RECORD EXTRACTS>
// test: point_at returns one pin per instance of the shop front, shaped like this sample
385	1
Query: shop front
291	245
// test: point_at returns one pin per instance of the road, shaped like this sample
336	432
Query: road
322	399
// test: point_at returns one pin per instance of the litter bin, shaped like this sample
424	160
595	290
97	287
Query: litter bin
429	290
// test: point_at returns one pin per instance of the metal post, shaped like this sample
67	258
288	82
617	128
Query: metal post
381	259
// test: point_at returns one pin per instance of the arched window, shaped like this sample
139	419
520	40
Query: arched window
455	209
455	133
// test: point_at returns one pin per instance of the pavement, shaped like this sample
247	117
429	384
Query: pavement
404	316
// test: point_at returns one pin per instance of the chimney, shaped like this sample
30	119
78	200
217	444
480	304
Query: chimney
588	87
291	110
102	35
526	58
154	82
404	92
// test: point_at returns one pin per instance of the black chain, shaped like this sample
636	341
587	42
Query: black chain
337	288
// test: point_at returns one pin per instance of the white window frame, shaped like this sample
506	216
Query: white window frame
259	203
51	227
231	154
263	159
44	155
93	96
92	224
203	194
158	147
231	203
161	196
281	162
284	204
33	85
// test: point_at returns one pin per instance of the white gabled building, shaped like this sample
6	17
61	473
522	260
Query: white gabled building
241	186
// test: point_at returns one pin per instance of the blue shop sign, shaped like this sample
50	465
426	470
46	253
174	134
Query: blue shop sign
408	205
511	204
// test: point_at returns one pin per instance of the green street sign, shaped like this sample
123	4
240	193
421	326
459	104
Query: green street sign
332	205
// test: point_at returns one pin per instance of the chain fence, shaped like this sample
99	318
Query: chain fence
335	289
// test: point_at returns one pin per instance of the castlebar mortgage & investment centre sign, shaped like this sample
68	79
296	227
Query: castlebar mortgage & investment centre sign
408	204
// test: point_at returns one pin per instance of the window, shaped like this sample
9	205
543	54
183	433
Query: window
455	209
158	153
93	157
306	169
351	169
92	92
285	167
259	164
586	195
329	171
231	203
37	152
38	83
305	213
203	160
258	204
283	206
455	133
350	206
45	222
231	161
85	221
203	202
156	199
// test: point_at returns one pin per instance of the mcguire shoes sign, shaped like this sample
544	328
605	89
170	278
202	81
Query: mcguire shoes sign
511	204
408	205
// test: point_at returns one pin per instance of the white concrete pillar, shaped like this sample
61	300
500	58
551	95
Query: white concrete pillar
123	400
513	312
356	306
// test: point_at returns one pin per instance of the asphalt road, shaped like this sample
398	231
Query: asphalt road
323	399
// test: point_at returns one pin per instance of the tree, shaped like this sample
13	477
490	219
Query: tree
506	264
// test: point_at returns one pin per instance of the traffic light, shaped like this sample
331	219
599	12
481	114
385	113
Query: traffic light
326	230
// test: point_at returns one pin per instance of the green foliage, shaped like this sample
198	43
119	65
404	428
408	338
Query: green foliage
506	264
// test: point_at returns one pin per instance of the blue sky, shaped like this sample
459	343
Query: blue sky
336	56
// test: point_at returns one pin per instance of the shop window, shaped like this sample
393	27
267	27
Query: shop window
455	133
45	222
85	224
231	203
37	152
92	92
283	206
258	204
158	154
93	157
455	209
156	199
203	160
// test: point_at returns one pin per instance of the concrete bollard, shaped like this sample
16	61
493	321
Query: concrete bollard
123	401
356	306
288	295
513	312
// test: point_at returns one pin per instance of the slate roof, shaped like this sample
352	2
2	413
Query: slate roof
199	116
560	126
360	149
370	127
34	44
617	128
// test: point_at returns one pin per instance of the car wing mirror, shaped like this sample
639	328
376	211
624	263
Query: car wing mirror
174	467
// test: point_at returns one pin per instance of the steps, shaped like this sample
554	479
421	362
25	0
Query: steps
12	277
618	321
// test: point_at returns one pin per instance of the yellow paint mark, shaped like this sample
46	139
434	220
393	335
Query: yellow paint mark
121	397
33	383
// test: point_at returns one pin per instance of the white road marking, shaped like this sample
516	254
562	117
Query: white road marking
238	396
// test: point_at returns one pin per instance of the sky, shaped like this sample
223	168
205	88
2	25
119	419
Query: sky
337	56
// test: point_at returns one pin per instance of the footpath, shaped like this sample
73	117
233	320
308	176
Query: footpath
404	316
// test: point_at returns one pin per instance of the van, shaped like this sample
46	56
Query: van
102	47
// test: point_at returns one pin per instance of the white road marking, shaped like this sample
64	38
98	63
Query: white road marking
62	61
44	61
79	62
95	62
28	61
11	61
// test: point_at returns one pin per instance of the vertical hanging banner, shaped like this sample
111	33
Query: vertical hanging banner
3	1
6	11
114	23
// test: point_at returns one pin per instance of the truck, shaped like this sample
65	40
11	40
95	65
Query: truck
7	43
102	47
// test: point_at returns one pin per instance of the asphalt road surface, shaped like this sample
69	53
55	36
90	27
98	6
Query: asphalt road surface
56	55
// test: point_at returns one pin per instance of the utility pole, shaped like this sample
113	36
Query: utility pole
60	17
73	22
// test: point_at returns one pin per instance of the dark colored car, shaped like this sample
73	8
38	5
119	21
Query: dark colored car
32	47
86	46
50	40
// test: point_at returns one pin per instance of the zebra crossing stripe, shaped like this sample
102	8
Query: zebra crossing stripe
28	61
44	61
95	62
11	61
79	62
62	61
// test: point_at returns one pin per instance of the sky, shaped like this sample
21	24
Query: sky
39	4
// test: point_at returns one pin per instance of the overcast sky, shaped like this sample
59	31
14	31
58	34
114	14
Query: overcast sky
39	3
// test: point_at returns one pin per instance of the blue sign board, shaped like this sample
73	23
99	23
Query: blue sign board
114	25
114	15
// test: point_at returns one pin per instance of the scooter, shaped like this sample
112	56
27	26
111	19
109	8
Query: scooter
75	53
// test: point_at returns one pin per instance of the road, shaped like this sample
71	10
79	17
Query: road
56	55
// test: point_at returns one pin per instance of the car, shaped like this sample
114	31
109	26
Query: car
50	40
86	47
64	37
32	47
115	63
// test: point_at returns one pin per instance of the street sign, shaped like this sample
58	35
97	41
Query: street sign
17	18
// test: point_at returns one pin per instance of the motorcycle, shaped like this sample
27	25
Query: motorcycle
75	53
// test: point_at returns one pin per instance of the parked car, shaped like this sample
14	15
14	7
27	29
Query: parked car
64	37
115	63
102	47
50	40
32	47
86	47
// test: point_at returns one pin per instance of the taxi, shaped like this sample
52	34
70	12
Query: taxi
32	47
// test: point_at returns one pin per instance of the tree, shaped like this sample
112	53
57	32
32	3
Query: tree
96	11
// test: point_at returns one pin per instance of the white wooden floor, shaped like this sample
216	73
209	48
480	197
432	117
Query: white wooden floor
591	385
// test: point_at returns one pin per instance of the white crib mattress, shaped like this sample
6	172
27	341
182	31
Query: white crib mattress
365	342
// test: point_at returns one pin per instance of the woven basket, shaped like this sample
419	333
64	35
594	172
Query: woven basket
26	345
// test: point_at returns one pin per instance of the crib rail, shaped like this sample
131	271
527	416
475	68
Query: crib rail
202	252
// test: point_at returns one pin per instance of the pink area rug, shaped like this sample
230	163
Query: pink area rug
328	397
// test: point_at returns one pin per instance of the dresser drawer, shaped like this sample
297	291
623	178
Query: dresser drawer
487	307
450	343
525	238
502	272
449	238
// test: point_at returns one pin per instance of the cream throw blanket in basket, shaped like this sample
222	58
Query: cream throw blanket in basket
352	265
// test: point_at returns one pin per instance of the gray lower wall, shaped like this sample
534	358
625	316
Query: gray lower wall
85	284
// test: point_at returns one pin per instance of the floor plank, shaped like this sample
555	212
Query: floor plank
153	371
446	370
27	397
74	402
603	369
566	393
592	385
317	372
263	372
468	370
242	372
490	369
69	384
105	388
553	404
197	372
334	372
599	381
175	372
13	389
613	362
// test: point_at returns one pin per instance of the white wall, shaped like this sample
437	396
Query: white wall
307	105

THE PROBLEM> The lines to reproduce run from the line containing "lower wall, shaped like this sample" to the end of the listing; write them out exactly and add nothing.

SOLUTION TO THIS TASK>
// test: point_at returns one pin per instance of the gray lower wall, shaped like this sample
534	358
625	316
Query: gray lower wall
85	284
// test: point_at returns one pin per instance of the floor plank, shaped like this sample
555	212
Query: floor plank
153	371
446	370
27	397
74	402
603	369
566	393
592	385
317	372
263	372
468	370
242	372
490	369
69	384
105	388
553	404
197	372
334	372
599	381
175	372
13	389
613	362
// test: point_at returns one pin per instance of the white wall, shaped like this sample
437	396
Query: white wall
307	105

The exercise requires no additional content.